* start *

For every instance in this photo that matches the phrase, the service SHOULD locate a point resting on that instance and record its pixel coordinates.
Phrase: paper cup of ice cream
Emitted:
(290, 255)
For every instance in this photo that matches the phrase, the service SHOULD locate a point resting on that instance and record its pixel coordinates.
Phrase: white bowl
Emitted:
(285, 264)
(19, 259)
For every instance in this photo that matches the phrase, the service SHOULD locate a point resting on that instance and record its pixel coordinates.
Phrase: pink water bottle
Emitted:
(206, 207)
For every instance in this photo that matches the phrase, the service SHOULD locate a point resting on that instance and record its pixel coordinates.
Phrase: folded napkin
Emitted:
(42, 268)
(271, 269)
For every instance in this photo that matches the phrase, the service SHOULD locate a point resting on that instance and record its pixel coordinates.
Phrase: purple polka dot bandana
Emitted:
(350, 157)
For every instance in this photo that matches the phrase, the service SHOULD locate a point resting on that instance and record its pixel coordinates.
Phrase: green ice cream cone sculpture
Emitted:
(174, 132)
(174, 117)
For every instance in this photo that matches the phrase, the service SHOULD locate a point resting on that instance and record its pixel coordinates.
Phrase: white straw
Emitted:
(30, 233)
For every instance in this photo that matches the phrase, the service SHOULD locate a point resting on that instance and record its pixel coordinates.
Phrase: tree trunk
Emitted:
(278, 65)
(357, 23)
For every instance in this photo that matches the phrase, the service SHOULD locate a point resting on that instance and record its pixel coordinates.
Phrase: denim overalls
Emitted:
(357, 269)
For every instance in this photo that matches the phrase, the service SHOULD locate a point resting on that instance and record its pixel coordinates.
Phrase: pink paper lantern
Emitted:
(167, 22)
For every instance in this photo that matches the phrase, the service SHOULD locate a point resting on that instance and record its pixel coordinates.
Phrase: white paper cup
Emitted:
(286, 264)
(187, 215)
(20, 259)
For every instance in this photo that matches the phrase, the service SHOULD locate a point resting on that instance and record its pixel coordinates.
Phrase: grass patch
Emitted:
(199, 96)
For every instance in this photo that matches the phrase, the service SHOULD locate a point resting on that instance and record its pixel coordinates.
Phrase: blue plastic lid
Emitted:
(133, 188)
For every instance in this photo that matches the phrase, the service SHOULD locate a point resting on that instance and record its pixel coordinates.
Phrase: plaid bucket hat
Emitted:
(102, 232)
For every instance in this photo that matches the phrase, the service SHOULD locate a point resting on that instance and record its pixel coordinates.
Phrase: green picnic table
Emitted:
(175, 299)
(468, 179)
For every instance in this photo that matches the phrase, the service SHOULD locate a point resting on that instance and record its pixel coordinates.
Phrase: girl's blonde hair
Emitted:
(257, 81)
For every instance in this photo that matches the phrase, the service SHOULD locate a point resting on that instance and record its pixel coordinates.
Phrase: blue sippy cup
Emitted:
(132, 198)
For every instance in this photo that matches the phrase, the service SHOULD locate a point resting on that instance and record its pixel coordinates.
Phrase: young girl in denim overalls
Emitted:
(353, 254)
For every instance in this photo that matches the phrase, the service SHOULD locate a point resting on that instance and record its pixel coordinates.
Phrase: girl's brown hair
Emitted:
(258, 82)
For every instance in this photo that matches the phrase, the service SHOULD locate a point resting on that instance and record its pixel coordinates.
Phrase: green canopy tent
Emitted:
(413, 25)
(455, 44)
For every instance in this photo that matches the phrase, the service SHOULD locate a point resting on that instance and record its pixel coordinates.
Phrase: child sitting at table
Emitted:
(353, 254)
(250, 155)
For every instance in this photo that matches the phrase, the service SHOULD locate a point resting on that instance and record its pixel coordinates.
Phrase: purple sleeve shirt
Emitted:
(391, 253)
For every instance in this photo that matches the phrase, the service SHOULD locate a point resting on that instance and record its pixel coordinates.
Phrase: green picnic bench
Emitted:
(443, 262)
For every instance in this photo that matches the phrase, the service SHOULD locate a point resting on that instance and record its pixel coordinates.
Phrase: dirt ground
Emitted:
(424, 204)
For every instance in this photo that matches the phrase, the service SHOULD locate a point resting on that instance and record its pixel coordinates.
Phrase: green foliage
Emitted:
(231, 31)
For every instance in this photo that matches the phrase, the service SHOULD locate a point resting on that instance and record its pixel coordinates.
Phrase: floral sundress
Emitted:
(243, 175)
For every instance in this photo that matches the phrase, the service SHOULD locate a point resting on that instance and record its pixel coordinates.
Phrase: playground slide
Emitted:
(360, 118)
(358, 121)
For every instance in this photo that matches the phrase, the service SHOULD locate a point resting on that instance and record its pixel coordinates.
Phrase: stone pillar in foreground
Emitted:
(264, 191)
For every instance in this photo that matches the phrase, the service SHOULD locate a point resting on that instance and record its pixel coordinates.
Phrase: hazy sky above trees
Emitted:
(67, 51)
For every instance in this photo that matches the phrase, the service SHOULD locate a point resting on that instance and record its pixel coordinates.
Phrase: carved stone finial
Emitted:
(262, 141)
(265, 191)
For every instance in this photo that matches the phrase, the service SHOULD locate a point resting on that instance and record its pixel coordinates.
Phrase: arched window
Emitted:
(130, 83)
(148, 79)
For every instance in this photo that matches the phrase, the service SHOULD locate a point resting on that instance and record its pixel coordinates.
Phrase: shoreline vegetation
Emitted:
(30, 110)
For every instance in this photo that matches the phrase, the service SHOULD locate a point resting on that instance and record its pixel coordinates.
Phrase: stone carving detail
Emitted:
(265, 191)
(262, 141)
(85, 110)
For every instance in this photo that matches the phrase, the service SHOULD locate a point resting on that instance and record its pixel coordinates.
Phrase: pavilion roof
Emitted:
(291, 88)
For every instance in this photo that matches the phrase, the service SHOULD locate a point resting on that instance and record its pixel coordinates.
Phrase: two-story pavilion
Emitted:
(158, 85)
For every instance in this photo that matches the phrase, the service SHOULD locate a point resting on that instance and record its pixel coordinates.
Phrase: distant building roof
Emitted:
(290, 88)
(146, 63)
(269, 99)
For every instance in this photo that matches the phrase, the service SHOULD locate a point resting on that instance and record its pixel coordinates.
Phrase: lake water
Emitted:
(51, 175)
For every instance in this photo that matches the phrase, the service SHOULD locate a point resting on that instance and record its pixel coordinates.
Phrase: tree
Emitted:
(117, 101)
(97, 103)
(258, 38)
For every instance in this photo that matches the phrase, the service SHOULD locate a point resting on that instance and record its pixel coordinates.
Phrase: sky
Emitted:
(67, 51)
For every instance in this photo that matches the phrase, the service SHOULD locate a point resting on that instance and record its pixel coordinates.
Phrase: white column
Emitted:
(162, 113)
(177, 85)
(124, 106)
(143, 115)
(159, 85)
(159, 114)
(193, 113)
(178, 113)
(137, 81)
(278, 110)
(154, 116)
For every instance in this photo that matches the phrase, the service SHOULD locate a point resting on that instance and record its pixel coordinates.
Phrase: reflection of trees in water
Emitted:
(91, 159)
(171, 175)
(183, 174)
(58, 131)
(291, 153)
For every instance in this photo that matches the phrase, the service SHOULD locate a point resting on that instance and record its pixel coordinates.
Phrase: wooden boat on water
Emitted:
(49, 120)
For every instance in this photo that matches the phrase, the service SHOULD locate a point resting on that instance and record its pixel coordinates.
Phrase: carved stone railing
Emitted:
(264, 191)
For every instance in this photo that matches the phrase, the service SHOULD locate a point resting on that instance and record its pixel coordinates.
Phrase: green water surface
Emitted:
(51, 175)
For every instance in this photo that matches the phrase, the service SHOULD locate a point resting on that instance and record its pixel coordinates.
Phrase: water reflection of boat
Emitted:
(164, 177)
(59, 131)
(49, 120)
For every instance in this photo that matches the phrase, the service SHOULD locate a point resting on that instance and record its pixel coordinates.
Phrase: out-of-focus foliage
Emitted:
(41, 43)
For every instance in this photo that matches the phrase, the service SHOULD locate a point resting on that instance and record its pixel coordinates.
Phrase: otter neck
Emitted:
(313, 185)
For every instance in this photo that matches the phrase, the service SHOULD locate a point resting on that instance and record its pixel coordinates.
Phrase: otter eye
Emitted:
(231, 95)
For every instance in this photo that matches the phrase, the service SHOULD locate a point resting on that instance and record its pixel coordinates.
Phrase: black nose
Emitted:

* end *

Exercise description.
Tally the lines of the data above that contain the string "roof", where case matters, and give only the number.

Result of this task.
2